_Dataset:_
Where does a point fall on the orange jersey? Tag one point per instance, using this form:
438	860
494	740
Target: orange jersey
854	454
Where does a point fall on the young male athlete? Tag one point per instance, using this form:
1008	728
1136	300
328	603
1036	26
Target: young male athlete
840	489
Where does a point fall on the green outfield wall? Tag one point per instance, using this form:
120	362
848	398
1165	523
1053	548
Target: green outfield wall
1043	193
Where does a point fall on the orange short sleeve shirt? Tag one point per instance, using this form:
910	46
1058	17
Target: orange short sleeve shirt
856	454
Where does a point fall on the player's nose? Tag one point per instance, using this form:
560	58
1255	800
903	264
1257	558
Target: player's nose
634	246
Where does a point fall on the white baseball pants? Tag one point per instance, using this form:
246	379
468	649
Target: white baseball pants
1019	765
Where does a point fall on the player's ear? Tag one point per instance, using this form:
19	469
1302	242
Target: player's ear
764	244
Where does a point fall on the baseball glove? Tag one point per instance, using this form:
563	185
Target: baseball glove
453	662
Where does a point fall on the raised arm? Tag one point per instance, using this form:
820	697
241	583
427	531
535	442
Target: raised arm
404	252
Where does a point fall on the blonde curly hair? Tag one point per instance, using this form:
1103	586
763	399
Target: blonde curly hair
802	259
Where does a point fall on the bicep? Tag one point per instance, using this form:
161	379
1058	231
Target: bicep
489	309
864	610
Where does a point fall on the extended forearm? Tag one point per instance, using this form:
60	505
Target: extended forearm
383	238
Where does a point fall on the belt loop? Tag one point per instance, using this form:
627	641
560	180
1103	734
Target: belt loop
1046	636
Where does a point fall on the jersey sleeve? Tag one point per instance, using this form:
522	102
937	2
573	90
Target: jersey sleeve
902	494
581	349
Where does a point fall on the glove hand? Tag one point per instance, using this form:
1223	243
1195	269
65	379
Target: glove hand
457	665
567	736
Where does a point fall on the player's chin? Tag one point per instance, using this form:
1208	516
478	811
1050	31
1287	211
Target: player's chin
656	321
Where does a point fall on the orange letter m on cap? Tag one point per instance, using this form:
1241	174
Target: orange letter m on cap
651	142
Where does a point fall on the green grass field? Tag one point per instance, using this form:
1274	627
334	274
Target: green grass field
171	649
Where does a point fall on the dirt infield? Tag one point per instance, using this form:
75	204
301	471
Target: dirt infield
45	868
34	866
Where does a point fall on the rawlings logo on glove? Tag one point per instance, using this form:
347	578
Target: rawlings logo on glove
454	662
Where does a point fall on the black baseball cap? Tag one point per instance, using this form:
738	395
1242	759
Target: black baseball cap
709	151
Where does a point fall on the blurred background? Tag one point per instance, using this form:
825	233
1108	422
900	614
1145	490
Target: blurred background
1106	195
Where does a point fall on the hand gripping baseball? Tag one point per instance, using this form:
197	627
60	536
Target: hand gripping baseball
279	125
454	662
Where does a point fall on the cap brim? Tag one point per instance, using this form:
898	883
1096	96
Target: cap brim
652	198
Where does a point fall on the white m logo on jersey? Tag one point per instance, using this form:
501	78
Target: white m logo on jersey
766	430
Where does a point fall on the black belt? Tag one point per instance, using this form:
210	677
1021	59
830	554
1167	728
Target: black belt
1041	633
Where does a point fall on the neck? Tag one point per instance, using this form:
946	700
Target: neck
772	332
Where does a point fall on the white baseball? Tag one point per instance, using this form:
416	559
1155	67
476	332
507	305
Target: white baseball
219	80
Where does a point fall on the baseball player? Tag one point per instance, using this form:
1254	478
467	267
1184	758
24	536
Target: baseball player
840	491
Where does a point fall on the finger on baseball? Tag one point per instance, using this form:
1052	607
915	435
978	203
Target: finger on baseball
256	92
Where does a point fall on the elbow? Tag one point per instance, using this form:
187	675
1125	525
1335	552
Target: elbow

_Task details:_ Copy down the material exactly as written.

_Solution:_
Where does a point fall on the orange jersey? Tag one point per instance, using this form:
438	860
494	740
Target: orange jersey
854	454
Where does a point fall on the young male athlete? Tag one point per instance, using this form:
1008	728
1136	300
328	603
1036	26
Target: young male athlete
840	489
Where does a point fall on the green outfield wall? Tag one point per instance, using this form:
120	362
848	398
1165	523
1053	548
Target: green outfield wall
1043	193
Where does a point fall on the orange short sleeve shirt? Tag one point per instance, using this form:
910	46
1058	17
Target: orange short sleeve shirt
856	454
Where does a point fall on the player's nose? Tag one point per instance, using this form:
560	58
1255	800
903	264
1257	558
Target: player's nose
634	246
Where does a point fall on the white baseball pants? Tag one point per instance, using this form:
246	379
468	649
Target: white baseball pants
1019	765
Where does a point fall on the player's ear? Tag one point per instance, using this form:
19	469
1302	242
Target: player's ear
764	244
Where does a point fall on the baseball glove? Tag one point per instance, using this form:
563	185
Target: baseball glove
453	662
Where does a point fall on the raised arm? Tag one point per instance, using this form:
820	697
241	583
427	531
535	442
Target: raised arm
404	252
Where does a point fall on the blonde curly hair? Tag one point per instance, using this form:
1103	586
763	399
Target: blonde curly hair
802	259
Where does a point fall on the bicep? Tag one point per instance, using this form:
161	379
1058	231
Target: bicep
489	309
864	610
Where does a point fall on the extended forearm? Tag one point per instance, using this form:
60	505
Target: extended forearm
383	238
Where does a point fall on the belt loop? Tag one point per instance, using this form:
627	641
560	180
1103	734
Target: belt loop
1046	636
Where does a point fall on the jersey sleeve? Tag one point per instance, using this form:
522	102
937	2
573	90
Target: jersey sleeve
902	494
581	349
Where does a point fall on the glove hand? Tag one point per instance, using this form:
1223	243
1195	269
65	379
Target: glove hand
457	665
567	736
Where does a point fall on the player's chin? Tag one point per instance, using this form:
1208	516
478	811
1050	31
1287	211
Target: player's chin
656	321
Where does a point fall on the orange letter m on cap? Tag one point per instance, using this form:
1241	174
Target: orange letter m on cap
651	142
Where does a point fall on the green grass field? Tag one point per instance, using this form:
1274	627
334	274
Target: green grass field
171	649
Where does a point fall on the dirt infield? Tag one point per instance, using this form:
75	204
301	471
Target: dirt infield
45	868
34	866
Where does a point fall on the rawlings logo on glove? Tag one point per instance, using this form:
347	578
Target: rawlings logo on glove
454	662
Where does a point fall on the black baseball cap? Tag one point per instance, using this form:
738	395
1242	759
Target: black baseball cap
709	151
Where does a point fall on the blurred background? Tag one point per instance, using this form:
825	233
1108	422
900	614
1145	490
Target: blurred background
1106	195
Where does a point fall on the hand gripping baseball? Tag one point per instance, using this form:
197	627
60	536
Target: hand gripping baseball
279	125
454	662
Where does a point fall on the cap brim? Tag one point per instance, using this form:
898	883
1096	96
Target: cap brim
652	198
Where does a point fall on the white m logo on jersey? Tag one point per instance, using this form:
501	78
Target: white m logo on jersey
766	430
Where does a point fall on the black belt? Tag one point per instance, using this form:
210	677
1021	59
830	554
1167	728
Target: black belt
1041	633
Where does a point fall on the neck? Tag one point per instance, using this form:
946	700
Target: neck
772	332
Where does a point fall on the white baseball? Tag one point per instance, using this form:
416	559
1155	67
476	332
507	305
Target: white baseball
219	80
Where does a point fall on the baseball player? Tag one point per instance, using this form:
1254	478
467	267
1184	758
24	536
Target: baseball player
840	491
Where does a point fall on the finger on baseball? Tag one point per instance, using this form:
1052	607
915	435
978	203
Target: finger on baseball
256	92
Where does a point fall on the elbow? Tag one point per instance, using this form:
187	675
1125	525
1335	552
Target: elbow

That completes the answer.